Records
[start]
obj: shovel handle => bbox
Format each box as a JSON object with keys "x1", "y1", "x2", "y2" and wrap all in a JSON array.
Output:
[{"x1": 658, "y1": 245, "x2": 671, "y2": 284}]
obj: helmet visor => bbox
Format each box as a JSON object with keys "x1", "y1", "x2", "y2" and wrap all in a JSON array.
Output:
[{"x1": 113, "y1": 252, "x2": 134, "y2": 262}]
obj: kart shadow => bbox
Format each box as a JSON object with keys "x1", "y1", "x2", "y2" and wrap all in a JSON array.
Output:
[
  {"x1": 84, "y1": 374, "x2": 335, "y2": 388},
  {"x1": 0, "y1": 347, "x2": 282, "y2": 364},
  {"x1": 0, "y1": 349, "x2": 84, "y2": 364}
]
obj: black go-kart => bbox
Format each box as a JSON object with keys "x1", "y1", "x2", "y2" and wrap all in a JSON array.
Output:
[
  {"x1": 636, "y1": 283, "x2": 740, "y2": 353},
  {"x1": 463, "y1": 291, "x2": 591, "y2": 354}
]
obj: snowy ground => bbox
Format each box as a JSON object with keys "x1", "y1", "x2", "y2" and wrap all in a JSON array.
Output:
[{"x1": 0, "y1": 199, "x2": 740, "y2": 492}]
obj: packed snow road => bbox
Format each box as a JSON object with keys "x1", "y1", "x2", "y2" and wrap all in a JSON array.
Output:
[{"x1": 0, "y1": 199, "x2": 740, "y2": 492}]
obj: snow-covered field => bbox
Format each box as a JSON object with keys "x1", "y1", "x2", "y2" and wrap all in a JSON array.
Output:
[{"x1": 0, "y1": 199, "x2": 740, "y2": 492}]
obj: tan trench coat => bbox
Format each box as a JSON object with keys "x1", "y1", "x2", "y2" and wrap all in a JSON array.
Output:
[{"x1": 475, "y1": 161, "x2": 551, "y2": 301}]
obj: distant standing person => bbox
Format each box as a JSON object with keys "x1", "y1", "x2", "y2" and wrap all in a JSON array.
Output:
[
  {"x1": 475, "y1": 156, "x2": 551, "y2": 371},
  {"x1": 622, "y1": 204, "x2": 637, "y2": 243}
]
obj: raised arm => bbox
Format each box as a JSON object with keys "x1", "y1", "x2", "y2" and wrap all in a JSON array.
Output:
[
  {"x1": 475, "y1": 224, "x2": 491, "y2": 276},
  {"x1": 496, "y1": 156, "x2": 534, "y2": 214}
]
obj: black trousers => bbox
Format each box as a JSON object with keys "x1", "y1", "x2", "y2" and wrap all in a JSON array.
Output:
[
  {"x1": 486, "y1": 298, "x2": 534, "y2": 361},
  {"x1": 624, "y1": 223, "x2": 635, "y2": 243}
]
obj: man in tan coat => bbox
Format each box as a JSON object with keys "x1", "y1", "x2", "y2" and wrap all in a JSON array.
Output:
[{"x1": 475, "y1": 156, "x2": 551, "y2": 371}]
[end]
Exercise objective
Please pick out and copy each line of the records above that contains the string "bbox".

Solution for this task
obj: shovel handle => bbox
obj: helmet visor => bbox
obj: kart shadow => bbox
obj: black go-kart => bbox
obj: snowy ground => bbox
obj: packed snow road => bbox
obj: snow-covered field => bbox
obj: tan trench coat => bbox
obj: distant standing person => bbox
obj: raised arm => bbox
obj: black trousers => bbox
obj: man in tan coat => bbox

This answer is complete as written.